Jung n’a pas réussi à désirer seulement.

Là  où il était soudain aimé passionnément. Son premier mouvement est de se défausser, de faire l’innocent, après la lettre sans détour de Freud : « Une nouvelle de cette patiente qui vous a appris la gratitude névrotique de la femme dédaignée est parvenue également jusqu’à moi. Muthman (un médecin viennois) lors de sa visite a parlé d’une dame qui s’est présentée à lui comme étant votre maîtresse (…) » (lettre 134). Jung répond la main sur le cœur de son honneur : « Je n’ai vraiment jamais eu de maîtresse, je suis vraiment le mari le plus inoffensif que l’on puisse imaginer. D’où ma grande réaction morale ! Je n’arrive absolument pas à imaginer que cela aurait pu être. Je ne crois pas que ce soit même. J’ai une grande horreur de telles histoires. » (Qu’est-ce qu’une femme doit s’ennuyer avec un mari inoffensif ! Mais surtout, quelle belle ‘vignette clinique’ sur la dénégation.)
 
Freud est prêt à absoudre Jung de ces vifs sentiments pour sa patiente, « mais l’affaire change complètement de nature à ses yeux selon que la séductrice a atteint son but ou non. » (in Alexandre Atkin, Histoire de la psychanalyse en Russie , 1993. 1995 PUF, p. 194) Il conseille à Jung de ne pas aller trop loin dans la contrition : « Pensez, écrit-il, à la belle comparaison de Lassalle sur l’éprouvette qui s’est brisée dans les mains du chimiste : « Avec un léger froncement de sourcils sur la résistance de la matière le chercheur poursuit son travail. » De petites explosions de laboratoires ne pourront jamais être évitées vue la nature de la matière avec laquelle nous travaillons. » (lettre 147)(A. Etkind, pp. 190-194). Nous sommes en mars 1909. Le sang-froid de Freud est étonnant. Pour lui peut importe le destin des femmes ? Non. Il sait qui a fauté : son prince héritier.

CONSIGNE: Dites si chacune des affirmations suivantes concorde avec l'extrait choisi, en répondant par oui ou par non et en citant les mots décisifs de l'extrait : (a) Jung affirme n'avoir jamais eu de maîtresse ; (b) Muthman est présenté comme un médecin berlinois ; (c) Freud pousse Jung à aller très loin dans la contrition. Le matériel qui suit provient d'une autre source.

INFORMATIONS FOURNIES:

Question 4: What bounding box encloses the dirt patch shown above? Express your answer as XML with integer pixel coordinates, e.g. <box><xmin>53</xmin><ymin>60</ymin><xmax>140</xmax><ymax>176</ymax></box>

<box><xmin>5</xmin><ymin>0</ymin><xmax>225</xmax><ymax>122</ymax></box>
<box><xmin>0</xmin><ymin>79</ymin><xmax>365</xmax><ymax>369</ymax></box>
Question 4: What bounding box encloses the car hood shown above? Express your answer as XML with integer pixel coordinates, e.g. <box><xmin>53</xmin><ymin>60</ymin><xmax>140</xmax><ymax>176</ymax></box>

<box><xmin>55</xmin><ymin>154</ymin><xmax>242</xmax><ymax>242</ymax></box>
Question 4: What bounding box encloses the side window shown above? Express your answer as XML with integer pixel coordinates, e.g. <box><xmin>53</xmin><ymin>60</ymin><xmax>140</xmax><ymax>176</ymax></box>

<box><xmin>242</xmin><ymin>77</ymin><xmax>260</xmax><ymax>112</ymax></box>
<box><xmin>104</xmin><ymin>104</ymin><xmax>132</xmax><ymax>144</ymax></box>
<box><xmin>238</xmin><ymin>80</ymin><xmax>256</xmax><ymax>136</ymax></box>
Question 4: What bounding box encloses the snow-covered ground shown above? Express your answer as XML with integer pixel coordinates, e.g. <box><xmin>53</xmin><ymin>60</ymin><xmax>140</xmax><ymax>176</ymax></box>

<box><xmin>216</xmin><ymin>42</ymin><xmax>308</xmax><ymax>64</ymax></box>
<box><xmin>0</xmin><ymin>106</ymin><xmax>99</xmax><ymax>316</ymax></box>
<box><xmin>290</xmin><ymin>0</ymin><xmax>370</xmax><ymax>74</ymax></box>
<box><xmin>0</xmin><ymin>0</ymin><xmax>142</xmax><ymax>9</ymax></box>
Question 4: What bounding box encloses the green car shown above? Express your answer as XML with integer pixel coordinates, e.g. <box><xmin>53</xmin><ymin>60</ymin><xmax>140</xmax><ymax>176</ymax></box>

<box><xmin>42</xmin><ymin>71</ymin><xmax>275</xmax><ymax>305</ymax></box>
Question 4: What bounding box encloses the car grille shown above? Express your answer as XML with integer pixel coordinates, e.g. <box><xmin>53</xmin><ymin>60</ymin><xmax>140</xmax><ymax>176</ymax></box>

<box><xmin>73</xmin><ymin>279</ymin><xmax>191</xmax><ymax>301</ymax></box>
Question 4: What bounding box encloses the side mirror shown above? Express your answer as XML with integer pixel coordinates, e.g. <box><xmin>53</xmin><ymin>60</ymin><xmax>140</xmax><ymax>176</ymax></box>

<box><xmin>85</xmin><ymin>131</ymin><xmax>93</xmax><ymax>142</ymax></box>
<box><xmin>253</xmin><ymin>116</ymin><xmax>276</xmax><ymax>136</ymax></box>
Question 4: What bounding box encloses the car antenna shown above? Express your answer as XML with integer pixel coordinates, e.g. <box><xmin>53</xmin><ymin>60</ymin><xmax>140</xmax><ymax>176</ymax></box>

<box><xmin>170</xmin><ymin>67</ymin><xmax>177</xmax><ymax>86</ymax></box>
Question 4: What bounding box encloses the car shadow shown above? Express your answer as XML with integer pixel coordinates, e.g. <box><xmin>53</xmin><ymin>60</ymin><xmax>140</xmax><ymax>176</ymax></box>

RÉSULTAT:
(a) Oui : « Je n’ai vraiment jamais eu de maîtresse »
(b) Non : « Muthman (un médecin viennois) »
(c) Non : « Il conseille à Jung de ne pas aller trop loin dans la contrition »